### [EXERCISE TASK A]
In the Capitol Limited post below, why does the reply say the train is better ridden east than west? Answer in one to three sentences.

### [TEXT SEGMENT]
----------------

This helps, thanks! What about the Capitol Limited westbound? Are there any scenic parts during daylight hours? It looks like the last daylight stop if it's on time is Cumberland, MD?

Sadly, that is right about the Capitol Limited going west. The last daytime westbound stop is Cumberland, and you will hit darkness not long after that. If you look at the CL timetable, you'll see it's better to ride that going east vs. west, since you'll have MORE time for the daylight part. Including sunrise by Pittsburgh, or not long after that. Pittsburgh and Cumberland btw are extended stops for the CL, where you're allowed to smoke or stretch your legs briefly.

----------------

### [RECORD EXTRACTS]
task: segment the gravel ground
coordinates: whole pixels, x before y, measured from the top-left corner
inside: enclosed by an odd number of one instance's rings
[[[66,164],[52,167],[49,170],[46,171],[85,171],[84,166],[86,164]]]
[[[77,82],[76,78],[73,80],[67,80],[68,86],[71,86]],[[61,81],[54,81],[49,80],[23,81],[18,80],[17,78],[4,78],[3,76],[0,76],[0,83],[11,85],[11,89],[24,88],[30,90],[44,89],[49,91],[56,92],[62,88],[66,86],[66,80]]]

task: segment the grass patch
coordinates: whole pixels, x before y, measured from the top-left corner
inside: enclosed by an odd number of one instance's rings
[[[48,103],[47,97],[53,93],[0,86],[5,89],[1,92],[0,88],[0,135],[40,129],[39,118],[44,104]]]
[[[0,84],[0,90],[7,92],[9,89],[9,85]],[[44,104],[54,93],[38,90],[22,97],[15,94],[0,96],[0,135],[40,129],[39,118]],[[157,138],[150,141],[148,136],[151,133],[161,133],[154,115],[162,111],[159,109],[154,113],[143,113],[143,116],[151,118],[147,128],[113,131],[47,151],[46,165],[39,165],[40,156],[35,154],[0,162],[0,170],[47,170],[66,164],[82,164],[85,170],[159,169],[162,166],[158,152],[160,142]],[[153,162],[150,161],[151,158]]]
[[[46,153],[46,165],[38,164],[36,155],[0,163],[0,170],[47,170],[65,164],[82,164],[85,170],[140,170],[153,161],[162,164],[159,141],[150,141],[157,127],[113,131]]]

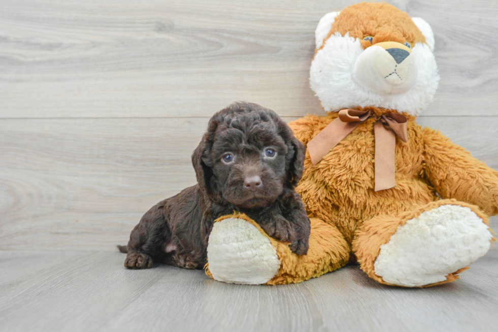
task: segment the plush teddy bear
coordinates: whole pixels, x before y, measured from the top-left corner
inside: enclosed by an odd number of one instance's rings
[[[327,115],[289,125],[307,147],[297,190],[308,253],[246,216],[225,216],[210,236],[208,275],[287,283],[357,261],[381,283],[424,287],[456,280],[487,252],[498,172],[415,122],[438,87],[434,42],[427,23],[386,3],[320,20],[310,84]]]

----------------

### [EXERCISE TASK B]
Please render the stretch of records from the line containing "task: segment the plush teddy bear" through the end of the records as a two-column CSV with the columns request and outline. Give one row per request, with each value in a single quoted field and its line breaks turned into spaces.

### [WORKED SOLUTION A]
Going east gives more time for the daylight part of the trip, including sunrise by Pittsburgh or not long after. Going west, the last daytime stop is Cumberland, and darkness comes not long after that.

### [WORKED SOLUTION B]
request,outline
"task: segment the plush teddy bear coordinates: whole pixels, x before y, measured from the top-left corner inside: enclosed by an odd number of one instance's rings","[[[327,115],[289,125],[307,147],[297,190],[308,253],[246,216],[225,216],[210,236],[208,275],[287,283],[357,261],[381,283],[424,287],[456,280],[487,252],[498,172],[415,122],[438,87],[434,42],[427,23],[386,3],[320,20],[310,84]]]"